While welcoming a new dog into the family is a very fun and exciting idea, it shouldn’t ever be a spontaneous decision.
Sharing your home with man’s best friend is undeniably rewarding in many ways, but it also comes with its own set of responsibilities — not the least of which is making sure they’re happy and healthy. That’s why it’s so important that you thoroughly research the type of dog you’re thinking about adopting beforehand. Not only do all breeds have their own quirks and behaviors, but their own health risks as well. So if you’re thinking about bringing home any of the 10 popular breeds below, here are the common health problems you need to consider first.
1. Golden retrievers are some of the sweetest and most loyal dogs around, which is what makes it so heartbreaking that the majority of them develop cancer. You can work to reduce the environmental factors that may contribute to canine cancer by limiting their exposure to secondhand smoke, pesticides and phenoxy herbicides, keeping them fit and lean, and making regular visits to the vet.
2. Dachshunds are at a higher risk for back injuries and spinal disk problems because of their elongated backs. The best prevention is keeping them at a healthy weight and limiting them from jumping off of furniture and climbing up the stairs.
3. Like other large breeds, German shepherds are prone to getting hip dysplasia, a congenital disorder in which hip sockets are too loose and the femur causes damage. The first thing you can do is find a reputable breeder and ask whether the parents have been screened for hip dysplasia. If your pup already has it, though, moderate exercise, supplements that support joint health, anti-inflammatory or pain-relieving medication and heated beds can help with the pain.
4. Because of their flat faces, pug are more likely to have breathing difficulties. That’s why it’s important to keep track of how they’re breathing, especially on hot days. Their eyes are also more susceptible to injury and infection because of the way they bulge. Monitoring their behavior is critical in detecting any changes so you can take them to the vet if needed.
5. It’s common for Siberian huskies to have autoimmune skin diseases that causes crusts, sores and hair loss, especially on the nose and inside the ear flap. Be sure to take them to the vet if you notice anything out of the ordinary, where they can be given corticosteroids or other steroid therapy to keep the condition under control.
6. Like pugs, bulldogs often suffer with breathing issues because of their “squashed” snouts. Keeping them at a healthy weight and making sure they don’t overexert themselves, especially in the heat, will help prevent breathing difficulties.
7. Labs are notorious for having issues with their weight. Daily exercise and a limit on treats are musts. If you find yours constantly begging for food, try giving them fresh fruits and vegetables like apples and raw carrots. Your vet will be able to give you the best diet plan if yours is already overweight.
8. Epilepsy is more common in beagles than other breeds. While it can’t be cured, regular visits to the vet and antiseizure medication can help manage the disorder.
9. Like golden retrievers, boxers have a higher chance of developing cancer, especially lymphoma and mast cell tumors. The best thing you can do for your buddy is to regularly check for unusual lumps on their skin and body, and to go to your vet if you find them so you can start treatment early.
10. Those adorably floppy ears on cocker spaniels make them much more likely to get ear infections. Cleaning them every two weeks, flipping the ears back every once in a while to let them “breathe,” and trimming hair growing on the underside of the ears should help prevent infection.

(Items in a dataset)

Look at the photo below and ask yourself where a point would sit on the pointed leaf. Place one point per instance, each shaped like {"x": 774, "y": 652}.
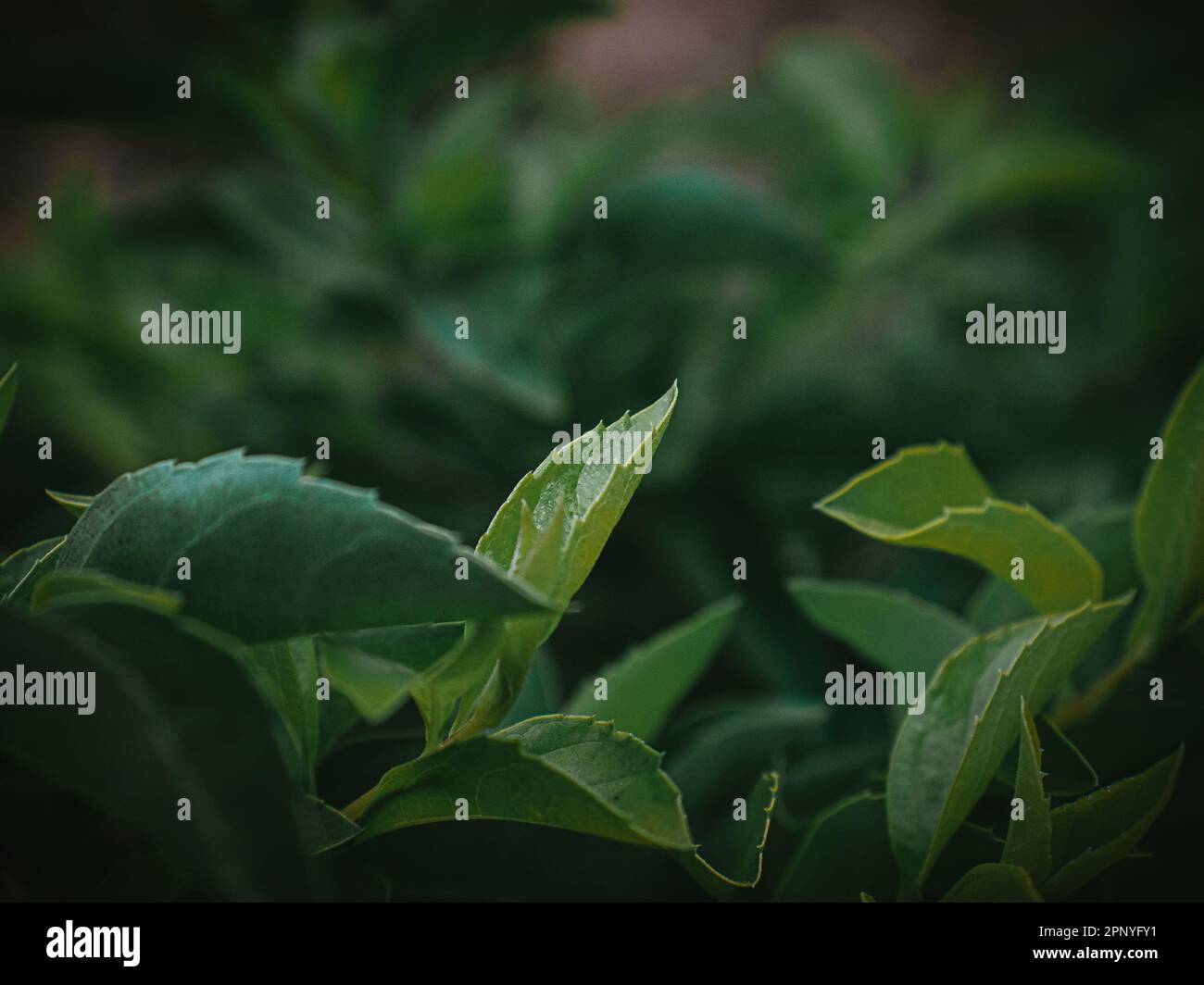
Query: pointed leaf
{"x": 549, "y": 532}
{"x": 558, "y": 771}
{"x": 376, "y": 668}
{"x": 646, "y": 684}
{"x": 823, "y": 867}
{"x": 994, "y": 883}
{"x": 17, "y": 565}
{"x": 1168, "y": 527}
{"x": 895, "y": 629}
{"x": 1066, "y": 771}
{"x": 72, "y": 503}
{"x": 932, "y": 496}
{"x": 7, "y": 393}
{"x": 1028, "y": 840}
{"x": 275, "y": 554}
{"x": 1098, "y": 829}
{"x": 944, "y": 759}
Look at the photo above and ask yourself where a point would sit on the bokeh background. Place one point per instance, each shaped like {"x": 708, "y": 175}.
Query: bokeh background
{"x": 718, "y": 207}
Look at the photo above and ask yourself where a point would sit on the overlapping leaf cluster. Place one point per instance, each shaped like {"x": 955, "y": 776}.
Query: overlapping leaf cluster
{"x": 218, "y": 685}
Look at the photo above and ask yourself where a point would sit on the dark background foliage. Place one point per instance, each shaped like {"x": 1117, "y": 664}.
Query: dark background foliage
{"x": 718, "y": 208}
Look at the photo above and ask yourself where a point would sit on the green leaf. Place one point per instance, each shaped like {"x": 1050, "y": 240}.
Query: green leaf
{"x": 321, "y": 826}
{"x": 735, "y": 852}
{"x": 1066, "y": 769}
{"x": 646, "y": 683}
{"x": 56, "y": 591}
{"x": 1107, "y": 535}
{"x": 71, "y": 503}
{"x": 173, "y": 717}
{"x": 17, "y": 565}
{"x": 1102, "y": 829}
{"x": 994, "y": 883}
{"x": 932, "y": 496}
{"x": 846, "y": 849}
{"x": 1168, "y": 525}
{"x": 549, "y": 532}
{"x": 287, "y": 675}
{"x": 20, "y": 592}
{"x": 892, "y": 628}
{"x": 7, "y": 393}
{"x": 1028, "y": 840}
{"x": 944, "y": 759}
{"x": 376, "y": 668}
{"x": 737, "y": 740}
{"x": 558, "y": 771}
{"x": 275, "y": 554}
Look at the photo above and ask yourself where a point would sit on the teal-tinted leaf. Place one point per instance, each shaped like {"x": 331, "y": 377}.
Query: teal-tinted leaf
{"x": 646, "y": 684}
{"x": 542, "y": 693}
{"x": 994, "y": 883}
{"x": 1028, "y": 838}
{"x": 275, "y": 554}
{"x": 1168, "y": 525}
{"x": 549, "y": 532}
{"x": 321, "y": 826}
{"x": 17, "y": 565}
{"x": 895, "y": 629}
{"x": 944, "y": 759}
{"x": 7, "y": 393}
{"x": 558, "y": 771}
{"x": 932, "y": 496}
{"x": 1098, "y": 829}
{"x": 847, "y": 849}
{"x": 173, "y": 717}
{"x": 374, "y": 668}
{"x": 73, "y": 504}
{"x": 1066, "y": 771}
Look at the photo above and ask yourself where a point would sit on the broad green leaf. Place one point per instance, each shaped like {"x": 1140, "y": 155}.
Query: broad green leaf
{"x": 173, "y": 717}
{"x": 892, "y": 628}
{"x": 7, "y": 393}
{"x": 287, "y": 673}
{"x": 944, "y": 759}
{"x": 275, "y": 554}
{"x": 994, "y": 883}
{"x": 374, "y": 668}
{"x": 1102, "y": 829}
{"x": 17, "y": 565}
{"x": 549, "y": 532}
{"x": 71, "y": 503}
{"x": 646, "y": 684}
{"x": 558, "y": 771}
{"x": 321, "y": 826}
{"x": 1028, "y": 840}
{"x": 847, "y": 849}
{"x": 1066, "y": 771}
{"x": 932, "y": 496}
{"x": 1107, "y": 535}
{"x": 1168, "y": 525}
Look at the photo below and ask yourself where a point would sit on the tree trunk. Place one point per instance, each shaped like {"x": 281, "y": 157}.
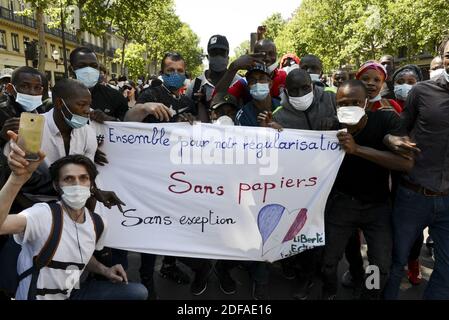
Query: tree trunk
{"x": 105, "y": 49}
{"x": 122, "y": 65}
{"x": 79, "y": 32}
{"x": 41, "y": 37}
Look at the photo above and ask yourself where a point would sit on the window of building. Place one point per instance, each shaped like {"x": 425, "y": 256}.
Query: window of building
{"x": 3, "y": 39}
{"x": 15, "y": 42}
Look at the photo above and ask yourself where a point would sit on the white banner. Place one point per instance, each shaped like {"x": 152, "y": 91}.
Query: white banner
{"x": 217, "y": 192}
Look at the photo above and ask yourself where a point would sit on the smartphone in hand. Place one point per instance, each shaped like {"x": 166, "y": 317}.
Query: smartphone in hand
{"x": 31, "y": 129}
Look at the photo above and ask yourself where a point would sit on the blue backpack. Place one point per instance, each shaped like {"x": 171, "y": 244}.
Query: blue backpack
{"x": 9, "y": 254}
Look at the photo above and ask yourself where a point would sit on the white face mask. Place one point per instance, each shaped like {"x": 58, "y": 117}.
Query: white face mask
{"x": 27, "y": 101}
{"x": 436, "y": 73}
{"x": 301, "y": 103}
{"x": 260, "y": 91}
{"x": 223, "y": 121}
{"x": 75, "y": 196}
{"x": 376, "y": 98}
{"x": 272, "y": 67}
{"x": 350, "y": 115}
{"x": 314, "y": 77}
{"x": 401, "y": 91}
{"x": 290, "y": 68}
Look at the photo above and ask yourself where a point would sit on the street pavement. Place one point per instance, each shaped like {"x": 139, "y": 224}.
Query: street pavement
{"x": 279, "y": 287}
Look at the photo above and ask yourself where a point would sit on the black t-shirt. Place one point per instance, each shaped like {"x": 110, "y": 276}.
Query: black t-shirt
{"x": 160, "y": 94}
{"x": 363, "y": 179}
{"x": 109, "y": 100}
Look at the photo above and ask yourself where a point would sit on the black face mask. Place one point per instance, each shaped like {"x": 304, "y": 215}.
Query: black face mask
{"x": 218, "y": 63}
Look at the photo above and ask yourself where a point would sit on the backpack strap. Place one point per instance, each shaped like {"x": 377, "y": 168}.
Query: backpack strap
{"x": 98, "y": 225}
{"x": 45, "y": 256}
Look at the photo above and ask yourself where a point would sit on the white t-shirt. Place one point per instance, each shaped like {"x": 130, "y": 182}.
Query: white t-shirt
{"x": 58, "y": 283}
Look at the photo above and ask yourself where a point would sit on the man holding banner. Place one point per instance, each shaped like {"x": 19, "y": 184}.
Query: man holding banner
{"x": 360, "y": 198}
{"x": 304, "y": 106}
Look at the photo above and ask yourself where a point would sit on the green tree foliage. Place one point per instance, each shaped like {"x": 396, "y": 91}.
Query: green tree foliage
{"x": 353, "y": 31}
{"x": 275, "y": 23}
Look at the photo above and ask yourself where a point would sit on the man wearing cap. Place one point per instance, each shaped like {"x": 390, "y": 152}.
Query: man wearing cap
{"x": 201, "y": 88}
{"x": 264, "y": 52}
{"x": 304, "y": 106}
{"x": 422, "y": 199}
{"x": 260, "y": 84}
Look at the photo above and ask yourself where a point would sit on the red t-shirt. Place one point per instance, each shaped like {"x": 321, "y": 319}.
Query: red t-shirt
{"x": 396, "y": 106}
{"x": 240, "y": 91}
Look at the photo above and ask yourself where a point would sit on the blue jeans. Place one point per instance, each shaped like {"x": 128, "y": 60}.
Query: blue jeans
{"x": 414, "y": 212}
{"x": 105, "y": 290}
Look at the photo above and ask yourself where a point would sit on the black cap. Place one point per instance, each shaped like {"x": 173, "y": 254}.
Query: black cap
{"x": 220, "y": 100}
{"x": 218, "y": 42}
{"x": 258, "y": 67}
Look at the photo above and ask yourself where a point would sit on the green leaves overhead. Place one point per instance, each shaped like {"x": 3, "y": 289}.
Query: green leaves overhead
{"x": 353, "y": 31}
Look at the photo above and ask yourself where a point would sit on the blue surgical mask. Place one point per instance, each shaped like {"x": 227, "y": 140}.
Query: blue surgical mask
{"x": 76, "y": 121}
{"x": 174, "y": 81}
{"x": 259, "y": 91}
{"x": 88, "y": 76}
{"x": 446, "y": 75}
{"x": 401, "y": 91}
{"x": 28, "y": 102}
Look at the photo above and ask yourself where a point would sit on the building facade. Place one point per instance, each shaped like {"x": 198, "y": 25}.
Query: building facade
{"x": 15, "y": 30}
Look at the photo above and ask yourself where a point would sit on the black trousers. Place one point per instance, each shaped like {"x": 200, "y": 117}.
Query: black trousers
{"x": 345, "y": 216}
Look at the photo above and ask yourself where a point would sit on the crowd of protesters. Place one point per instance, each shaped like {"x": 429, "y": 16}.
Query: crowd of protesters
{"x": 392, "y": 185}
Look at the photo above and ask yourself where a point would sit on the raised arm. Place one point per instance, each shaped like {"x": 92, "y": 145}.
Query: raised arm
{"x": 142, "y": 110}
{"x": 386, "y": 159}
{"x": 21, "y": 172}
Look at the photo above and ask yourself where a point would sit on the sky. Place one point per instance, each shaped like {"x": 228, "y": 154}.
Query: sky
{"x": 235, "y": 19}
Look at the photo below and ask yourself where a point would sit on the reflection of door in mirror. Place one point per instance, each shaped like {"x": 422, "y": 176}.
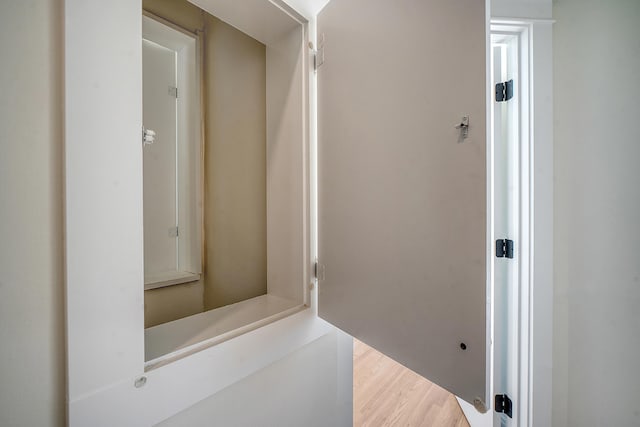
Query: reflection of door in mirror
{"x": 171, "y": 108}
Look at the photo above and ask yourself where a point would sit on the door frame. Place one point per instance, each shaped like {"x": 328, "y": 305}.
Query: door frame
{"x": 535, "y": 248}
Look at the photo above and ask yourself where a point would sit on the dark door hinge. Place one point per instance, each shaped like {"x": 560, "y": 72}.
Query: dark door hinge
{"x": 504, "y": 248}
{"x": 504, "y": 405}
{"x": 504, "y": 91}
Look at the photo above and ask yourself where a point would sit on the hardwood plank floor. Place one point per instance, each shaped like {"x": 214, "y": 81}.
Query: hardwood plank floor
{"x": 386, "y": 393}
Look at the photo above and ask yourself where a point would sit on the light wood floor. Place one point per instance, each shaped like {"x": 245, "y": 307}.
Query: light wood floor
{"x": 386, "y": 393}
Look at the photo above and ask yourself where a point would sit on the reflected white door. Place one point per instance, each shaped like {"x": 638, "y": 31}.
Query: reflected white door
{"x": 402, "y": 196}
{"x": 160, "y": 198}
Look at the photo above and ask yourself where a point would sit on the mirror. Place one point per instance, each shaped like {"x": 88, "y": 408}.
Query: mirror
{"x": 172, "y": 160}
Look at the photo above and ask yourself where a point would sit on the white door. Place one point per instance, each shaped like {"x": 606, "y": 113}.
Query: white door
{"x": 402, "y": 193}
{"x": 159, "y": 159}
{"x": 506, "y": 224}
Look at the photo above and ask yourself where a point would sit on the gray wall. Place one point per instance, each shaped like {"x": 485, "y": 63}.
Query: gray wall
{"x": 32, "y": 368}
{"x": 597, "y": 209}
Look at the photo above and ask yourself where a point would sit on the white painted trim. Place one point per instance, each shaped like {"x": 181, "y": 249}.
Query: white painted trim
{"x": 536, "y": 215}
{"x": 169, "y": 279}
{"x": 175, "y": 387}
{"x": 171, "y": 341}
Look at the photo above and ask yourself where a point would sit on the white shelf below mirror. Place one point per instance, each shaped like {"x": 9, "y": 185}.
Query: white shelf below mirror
{"x": 174, "y": 340}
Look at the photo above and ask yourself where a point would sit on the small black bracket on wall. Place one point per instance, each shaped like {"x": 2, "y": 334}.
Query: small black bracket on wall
{"x": 504, "y": 405}
{"x": 504, "y": 248}
{"x": 504, "y": 91}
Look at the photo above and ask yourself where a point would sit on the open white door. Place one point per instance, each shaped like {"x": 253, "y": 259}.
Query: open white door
{"x": 402, "y": 193}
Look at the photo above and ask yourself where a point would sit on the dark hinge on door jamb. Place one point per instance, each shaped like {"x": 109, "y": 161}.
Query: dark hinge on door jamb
{"x": 318, "y": 271}
{"x": 503, "y": 404}
{"x": 504, "y": 248}
{"x": 504, "y": 91}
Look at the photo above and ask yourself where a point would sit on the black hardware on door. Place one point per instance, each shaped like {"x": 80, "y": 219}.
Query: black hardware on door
{"x": 503, "y": 404}
{"x": 504, "y": 248}
{"x": 504, "y": 91}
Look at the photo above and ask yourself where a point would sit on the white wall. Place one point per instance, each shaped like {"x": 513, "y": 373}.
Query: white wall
{"x": 597, "y": 199}
{"x": 31, "y": 265}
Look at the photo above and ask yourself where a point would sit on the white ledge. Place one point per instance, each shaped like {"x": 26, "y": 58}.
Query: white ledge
{"x": 174, "y": 340}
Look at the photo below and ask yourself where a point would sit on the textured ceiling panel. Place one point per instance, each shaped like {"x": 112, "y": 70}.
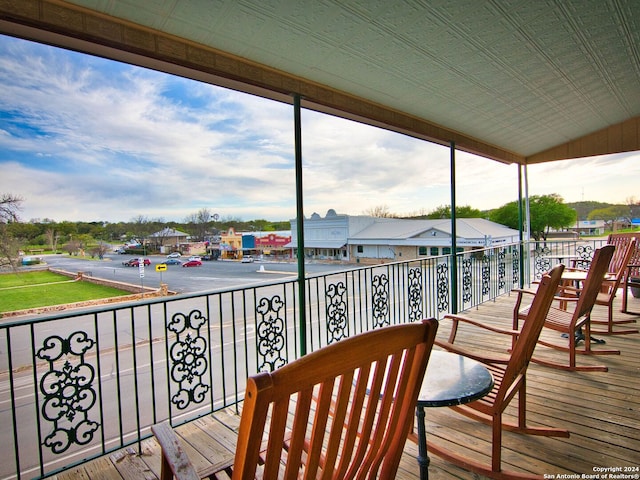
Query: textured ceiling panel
{"x": 522, "y": 75}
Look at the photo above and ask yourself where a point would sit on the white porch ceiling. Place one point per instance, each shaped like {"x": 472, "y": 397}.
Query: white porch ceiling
{"x": 517, "y": 81}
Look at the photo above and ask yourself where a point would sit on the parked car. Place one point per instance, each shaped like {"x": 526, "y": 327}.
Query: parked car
{"x": 172, "y": 261}
{"x": 135, "y": 262}
{"x": 192, "y": 263}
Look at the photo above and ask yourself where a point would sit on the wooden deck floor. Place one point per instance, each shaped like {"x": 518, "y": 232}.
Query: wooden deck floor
{"x": 601, "y": 410}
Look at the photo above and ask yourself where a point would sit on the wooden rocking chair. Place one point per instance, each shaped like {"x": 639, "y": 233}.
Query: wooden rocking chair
{"x": 353, "y": 402}
{"x": 617, "y": 272}
{"x": 576, "y": 324}
{"x": 509, "y": 372}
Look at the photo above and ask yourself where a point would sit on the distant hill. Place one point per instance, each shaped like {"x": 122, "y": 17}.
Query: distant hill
{"x": 584, "y": 208}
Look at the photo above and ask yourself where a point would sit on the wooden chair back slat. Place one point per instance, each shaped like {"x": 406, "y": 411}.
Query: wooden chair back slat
{"x": 359, "y": 396}
{"x": 593, "y": 283}
{"x": 622, "y": 255}
{"x": 509, "y": 375}
{"x": 525, "y": 344}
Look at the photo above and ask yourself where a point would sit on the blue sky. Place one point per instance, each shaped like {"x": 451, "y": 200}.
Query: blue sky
{"x": 87, "y": 139}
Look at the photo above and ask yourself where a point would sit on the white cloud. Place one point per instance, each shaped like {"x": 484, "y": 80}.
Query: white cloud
{"x": 82, "y": 138}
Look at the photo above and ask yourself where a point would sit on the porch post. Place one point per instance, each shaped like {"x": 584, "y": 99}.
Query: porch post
{"x": 520, "y": 226}
{"x": 454, "y": 235}
{"x": 302, "y": 285}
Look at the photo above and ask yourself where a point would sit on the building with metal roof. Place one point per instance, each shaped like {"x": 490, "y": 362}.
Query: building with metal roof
{"x": 365, "y": 239}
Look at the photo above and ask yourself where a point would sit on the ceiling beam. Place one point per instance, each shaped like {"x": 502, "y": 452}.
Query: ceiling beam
{"x": 621, "y": 137}
{"x": 58, "y": 23}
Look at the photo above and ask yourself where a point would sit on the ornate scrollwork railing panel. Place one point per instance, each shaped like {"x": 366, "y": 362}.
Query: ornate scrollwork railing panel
{"x": 467, "y": 280}
{"x": 541, "y": 262}
{"x": 336, "y": 309}
{"x": 415, "y": 292}
{"x": 188, "y": 357}
{"x": 586, "y": 254}
{"x": 502, "y": 269}
{"x": 380, "y": 300}
{"x": 442, "y": 275}
{"x": 68, "y": 391}
{"x": 271, "y": 334}
{"x": 486, "y": 275}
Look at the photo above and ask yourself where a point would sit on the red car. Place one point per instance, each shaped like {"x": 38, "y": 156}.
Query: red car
{"x": 135, "y": 262}
{"x": 192, "y": 263}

### [TO DO]
Can you duplicate the stretch of the dog breed health article from "7. Labs are" through "is already overweight."? This data was taken from a separate source.

### [SOLUTION TO THIS EXERCISE]
7. Labs are notorious for having issues with their weight. Daily exercise and a limit on treats are musts. If you find yours constantly begging for food, try giving them fresh fruits and vegetables like apples and raw carrots. Your vet will be able to give you the best diet plan if yours is already overweight.